What the exercise asks:
Once you have read the listing, output it exactly and completely.

Working data:
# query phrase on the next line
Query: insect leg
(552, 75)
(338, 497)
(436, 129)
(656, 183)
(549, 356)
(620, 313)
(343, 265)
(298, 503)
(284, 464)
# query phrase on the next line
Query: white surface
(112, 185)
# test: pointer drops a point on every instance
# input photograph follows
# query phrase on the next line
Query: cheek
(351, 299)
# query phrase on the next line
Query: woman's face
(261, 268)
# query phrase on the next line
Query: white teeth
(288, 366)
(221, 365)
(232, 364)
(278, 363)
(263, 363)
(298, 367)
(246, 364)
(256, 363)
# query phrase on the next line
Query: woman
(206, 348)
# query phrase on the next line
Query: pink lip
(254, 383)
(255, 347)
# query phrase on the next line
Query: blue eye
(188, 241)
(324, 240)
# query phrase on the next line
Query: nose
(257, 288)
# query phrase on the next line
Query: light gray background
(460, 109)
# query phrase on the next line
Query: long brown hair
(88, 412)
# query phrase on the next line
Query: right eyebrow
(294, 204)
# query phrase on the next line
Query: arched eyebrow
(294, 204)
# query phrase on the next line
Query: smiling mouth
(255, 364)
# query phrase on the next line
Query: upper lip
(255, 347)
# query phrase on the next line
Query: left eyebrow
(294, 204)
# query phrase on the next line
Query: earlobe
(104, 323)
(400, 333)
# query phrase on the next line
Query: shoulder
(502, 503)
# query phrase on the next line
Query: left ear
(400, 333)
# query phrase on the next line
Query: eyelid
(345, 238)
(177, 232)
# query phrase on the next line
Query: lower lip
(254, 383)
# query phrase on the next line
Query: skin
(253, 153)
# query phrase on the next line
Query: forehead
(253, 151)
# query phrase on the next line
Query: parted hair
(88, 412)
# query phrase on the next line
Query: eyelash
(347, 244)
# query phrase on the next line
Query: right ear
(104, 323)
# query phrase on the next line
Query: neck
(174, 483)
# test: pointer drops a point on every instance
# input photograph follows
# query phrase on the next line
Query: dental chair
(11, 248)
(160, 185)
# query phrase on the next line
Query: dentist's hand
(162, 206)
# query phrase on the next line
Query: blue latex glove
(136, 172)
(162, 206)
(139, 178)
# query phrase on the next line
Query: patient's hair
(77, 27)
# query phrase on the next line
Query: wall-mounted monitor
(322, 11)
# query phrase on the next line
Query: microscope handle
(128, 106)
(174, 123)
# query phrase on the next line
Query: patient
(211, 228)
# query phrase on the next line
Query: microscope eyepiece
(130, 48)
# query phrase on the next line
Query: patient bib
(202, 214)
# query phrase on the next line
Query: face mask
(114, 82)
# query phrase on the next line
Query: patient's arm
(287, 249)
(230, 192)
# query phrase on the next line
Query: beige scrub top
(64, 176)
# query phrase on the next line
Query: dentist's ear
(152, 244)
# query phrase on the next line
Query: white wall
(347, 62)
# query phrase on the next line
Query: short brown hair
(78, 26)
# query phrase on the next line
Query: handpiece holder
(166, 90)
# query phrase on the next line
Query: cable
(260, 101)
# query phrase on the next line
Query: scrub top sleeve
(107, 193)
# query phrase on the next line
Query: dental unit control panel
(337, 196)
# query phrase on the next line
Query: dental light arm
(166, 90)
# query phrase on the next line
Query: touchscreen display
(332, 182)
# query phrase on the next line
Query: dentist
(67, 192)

Answer area:
# query phrase on the next line
Query: insect leg
(552, 75)
(338, 497)
(436, 129)
(656, 183)
(549, 356)
(620, 313)
(343, 265)
(298, 503)
(284, 464)
# query phrase on the next line
Query: white surface
(112, 185)
# test: pointer drops a point on every instance
# input photograph follows
# query phrase on the next line
Query: cheek
(351, 299)
# query phrase on the next line
Query: woman's face
(261, 268)
# query phrase on the next line
Query: white teeth
(288, 366)
(221, 365)
(232, 364)
(278, 363)
(263, 363)
(298, 367)
(246, 364)
(256, 363)
# query phrase on the next line
Query: woman
(206, 348)
# query phrase on the next line
Query: pink lip
(254, 383)
(255, 347)
# query phrase on the next line
Query: blue eye
(188, 241)
(324, 240)
# query phrase on the next line
Query: nose
(257, 288)
# query phrase on the next line
Query: light gray background
(460, 109)
# query phrase on the next line
Query: long brown hair
(88, 412)
# query phrase on the next line
Query: right eyebrow
(294, 204)
# query phrase on the next line
Query: arched eyebrow
(294, 204)
# query phrase on the next line
Query: smiling mouth
(255, 364)
# query phrase on the next line
Query: upper lip
(255, 347)
# query phrase on the next line
Query: left eyebrow
(294, 204)
# query phrase on the next line
Query: earlobe
(104, 323)
(400, 333)
# query phrase on the next line
Query: shoulder
(502, 503)
# query phrase on the next line
Query: left ear
(400, 333)
# query phrase on the next line
Query: eyelid
(345, 238)
(177, 232)
# query phrase on the next line
Query: lower lip
(254, 383)
# query phrase on the next line
Query: skin
(253, 153)
# query phrase on the next line
Query: forehead
(253, 151)
# query phrase on the next line
Query: parted hair
(88, 412)
# query phrase on the next line
Query: eyelash
(347, 244)
# query phrase on the next line
Query: right ear
(104, 323)
# query phrase on the next line
Query: neck
(174, 483)
# test: pointer drops a point on every instance
# input photograph follows
# query phrase on the next line
Query: dental chair
(11, 248)
(160, 185)
# query phrase on the next line
Query: dentist's hand
(162, 206)
# query phrase on the next line
Query: blue latex glove
(136, 172)
(162, 206)
(139, 178)
# query phrase on the next line
Query: patient's hair
(77, 27)
# query phrase on the next line
Query: wall-mounted monitor
(322, 11)
# query phrase on the next line
Query: microscope handle
(128, 106)
(174, 123)
# query phrase on the next line
Query: patient
(211, 228)
# query phrase on the next line
Query: microscope eyepiece
(130, 48)
# query phrase on the next line
Query: patient bib
(202, 214)
# query phrase on the next line
Query: face mask
(114, 82)
# query phrase on the next line
Query: patient's arm
(287, 249)
(230, 192)
# query phrase on the next line
Query: beige scrub top
(64, 176)
# query phrase on the next line
Query: dentist's ear
(152, 244)
# query phrase on the next line
Query: white wall
(347, 62)
# query phrase on the next line
Query: short brown hair
(78, 26)
# query phrase on the next line
Query: handpiece holder
(166, 90)
# query phrase on the next line
Query: cable
(260, 101)
# query phrase on the next line
Query: scrub top sleeve
(107, 193)
# query phrase on the next line
Query: dental unit control panel
(337, 196)
# query phrase on the next line
Query: dental light arm
(166, 90)
# query phrase on the next line
Query: touchscreen display
(332, 182)
# query phrase on the next line
Query: dentist
(67, 192)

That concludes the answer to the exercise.